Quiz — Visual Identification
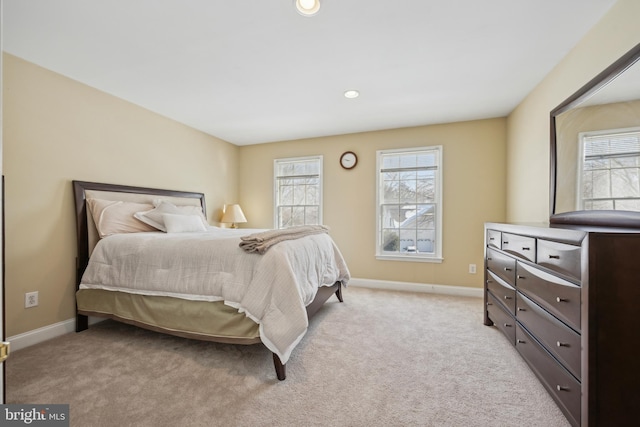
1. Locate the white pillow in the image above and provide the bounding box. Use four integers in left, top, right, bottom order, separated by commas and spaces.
134, 200, 207, 232
86, 198, 156, 238
163, 213, 208, 233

------------------------

Pictures do not belong in the copy. Output all of the records exactly.

Quiz — Visual Identification
1. Locate the white pillow in the image above and provide the bounding box. Use four integers in left, top, right, bottom order, separated by commas and spaces.
134, 200, 207, 232
86, 198, 156, 238
163, 213, 208, 233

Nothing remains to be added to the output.